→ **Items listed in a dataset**
* BEGIN *
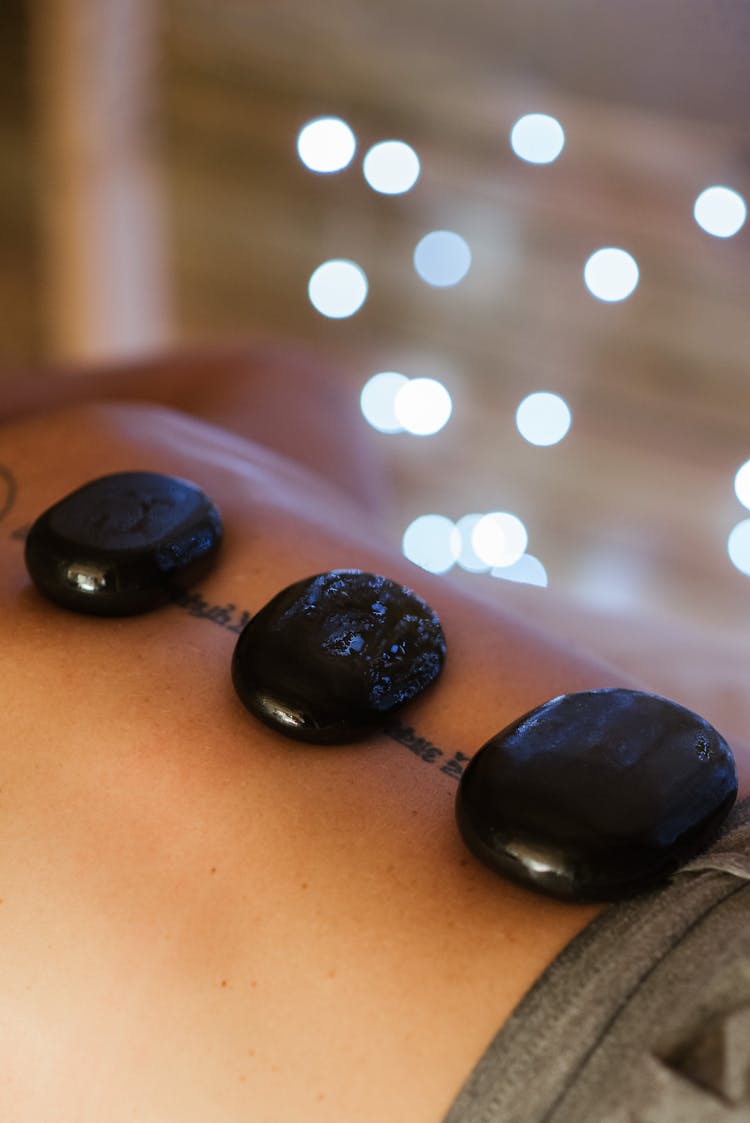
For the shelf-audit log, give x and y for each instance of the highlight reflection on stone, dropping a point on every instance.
(332, 656)
(124, 544)
(596, 795)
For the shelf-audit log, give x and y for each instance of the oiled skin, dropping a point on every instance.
(201, 920)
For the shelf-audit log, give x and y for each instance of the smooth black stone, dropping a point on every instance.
(596, 795)
(124, 544)
(332, 656)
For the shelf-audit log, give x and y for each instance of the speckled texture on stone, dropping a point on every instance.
(335, 655)
(122, 544)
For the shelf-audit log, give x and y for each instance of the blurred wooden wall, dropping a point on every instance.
(202, 101)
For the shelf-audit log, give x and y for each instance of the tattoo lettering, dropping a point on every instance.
(225, 615)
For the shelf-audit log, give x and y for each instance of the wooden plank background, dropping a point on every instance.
(630, 513)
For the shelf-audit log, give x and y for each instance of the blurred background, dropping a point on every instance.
(158, 186)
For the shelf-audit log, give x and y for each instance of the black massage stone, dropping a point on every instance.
(332, 656)
(596, 795)
(124, 544)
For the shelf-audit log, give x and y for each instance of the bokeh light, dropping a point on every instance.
(720, 211)
(432, 542)
(500, 538)
(467, 556)
(391, 167)
(442, 258)
(377, 400)
(543, 418)
(611, 274)
(338, 289)
(422, 407)
(537, 138)
(738, 546)
(326, 145)
(742, 484)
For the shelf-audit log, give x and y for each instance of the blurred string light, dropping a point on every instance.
(500, 538)
(528, 569)
(338, 289)
(423, 407)
(442, 258)
(720, 211)
(391, 402)
(467, 556)
(611, 274)
(437, 544)
(543, 418)
(738, 546)
(432, 542)
(742, 484)
(391, 167)
(326, 145)
(537, 138)
(377, 400)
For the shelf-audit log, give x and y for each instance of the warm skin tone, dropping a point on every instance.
(201, 919)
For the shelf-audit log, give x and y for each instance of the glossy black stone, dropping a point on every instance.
(332, 656)
(124, 544)
(596, 795)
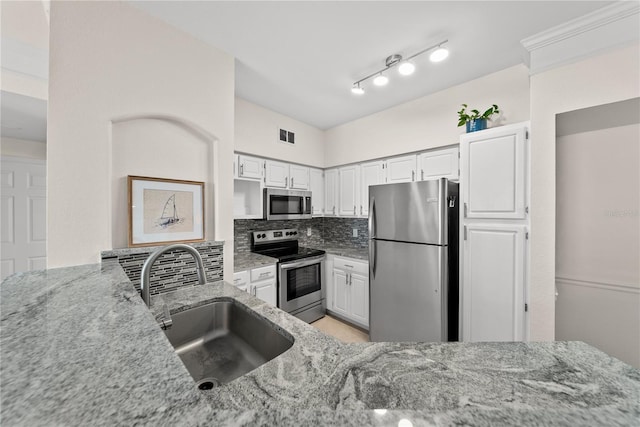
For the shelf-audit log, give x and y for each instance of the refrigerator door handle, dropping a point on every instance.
(372, 218)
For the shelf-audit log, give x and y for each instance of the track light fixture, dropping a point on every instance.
(405, 66)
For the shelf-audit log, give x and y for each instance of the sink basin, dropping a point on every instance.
(222, 340)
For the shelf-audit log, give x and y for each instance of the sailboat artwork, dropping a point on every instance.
(168, 211)
(165, 210)
(169, 215)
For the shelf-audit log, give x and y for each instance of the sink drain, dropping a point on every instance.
(209, 383)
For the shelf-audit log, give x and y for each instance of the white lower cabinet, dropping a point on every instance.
(259, 282)
(494, 272)
(348, 290)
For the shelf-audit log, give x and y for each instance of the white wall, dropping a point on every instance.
(257, 132)
(23, 148)
(109, 63)
(598, 240)
(603, 79)
(430, 121)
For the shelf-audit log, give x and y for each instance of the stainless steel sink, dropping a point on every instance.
* END *
→ **TASK STATEMENT**
From the line holding "fixture, dropping a point on every instance." to the last line of the records, quote each line exactly and add nothing.

→ **IN RESPONSE**
For the shelf-audit log, give x and y for each instance of the track light fixture, dropping a point on every instance.
(405, 66)
For the shelf-audit log, give x and y for each instance of the sink basin, dropping a point on every instance.
(222, 340)
For the shelf-audit log, give x and y for each instance of the sailboat artwork, dropping a point on every instance.
(168, 211)
(165, 210)
(169, 215)
For the shelf-audit log, give x and y for each instance of the sink drain, dropping a point on every instance.
(209, 383)
For the shelf-audit log, give x and y for each instance of the white lower cabinet, dropping a point on every instance.
(259, 282)
(494, 272)
(348, 290)
For the shelf-audit log, give x and y for each instance of the white wall, dropping a point on every instance.
(257, 132)
(23, 148)
(109, 63)
(598, 240)
(603, 79)
(430, 121)
For the shelf-audit log, give x and y for each instance of the stainless steel sink, dropping a point on every instance.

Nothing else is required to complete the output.